WORK TO DO –
Reproduce every one of the following rows word for word, changing nothing.

--- Start of TASK DATA ---

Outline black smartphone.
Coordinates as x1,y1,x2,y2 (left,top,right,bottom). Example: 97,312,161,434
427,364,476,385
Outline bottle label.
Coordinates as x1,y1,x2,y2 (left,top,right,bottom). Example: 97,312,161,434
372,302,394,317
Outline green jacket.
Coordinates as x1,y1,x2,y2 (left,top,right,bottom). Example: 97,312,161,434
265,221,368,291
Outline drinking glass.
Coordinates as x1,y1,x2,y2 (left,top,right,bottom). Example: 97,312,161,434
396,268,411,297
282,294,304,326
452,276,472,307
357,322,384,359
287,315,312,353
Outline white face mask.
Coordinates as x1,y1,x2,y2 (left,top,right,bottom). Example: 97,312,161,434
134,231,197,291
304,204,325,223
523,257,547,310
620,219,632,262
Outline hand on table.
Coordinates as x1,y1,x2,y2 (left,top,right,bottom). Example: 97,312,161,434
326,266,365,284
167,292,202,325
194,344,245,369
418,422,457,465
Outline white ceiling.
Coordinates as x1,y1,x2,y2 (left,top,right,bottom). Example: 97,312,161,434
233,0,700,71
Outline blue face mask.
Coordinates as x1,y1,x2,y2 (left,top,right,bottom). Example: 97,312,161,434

--- End of TASK DATA ---

WORKED ANSWER –
Outline black smartphone.
Coordinates as x1,y1,x2,y2 (left,top,right,bottom). Example: 97,312,161,434
427,364,476,385
Outline bottle label.
Coordinates as x1,y1,x2,y2 (left,top,right,bottom). Example: 97,312,161,434
372,302,394,317
Outline green jacket.
Coordinates as x1,y1,x2,y2 (left,top,right,bottom). Example: 97,312,161,434
265,221,368,291
Outline drinking glass.
Coordinates as x1,y1,x2,y2 (left,top,right,bottom). Example: 97,312,161,434
396,268,411,297
282,294,304,326
452,276,472,307
357,322,384,359
287,315,312,353
Outline white face mask.
Coordinates as x1,y1,x2,y2 (left,top,right,bottom). Example: 97,312,161,434
134,231,197,291
304,204,325,223
523,257,547,310
620,219,632,262
Outline hand on table.
Coordinates as x1,y1,x2,y2 (left,top,right,bottom). Example: 97,312,161,434
326,266,365,284
167,292,202,325
194,344,245,369
418,422,457,465
Outline white ceiling.
Coordinates as x1,y1,x2,y2 (left,top,right,bottom). Example: 97,312,161,434
233,0,700,71
Outline blue face mask.
Coordinates as x1,y1,x2,y2 (left,top,right,bottom). Example: 97,312,161,434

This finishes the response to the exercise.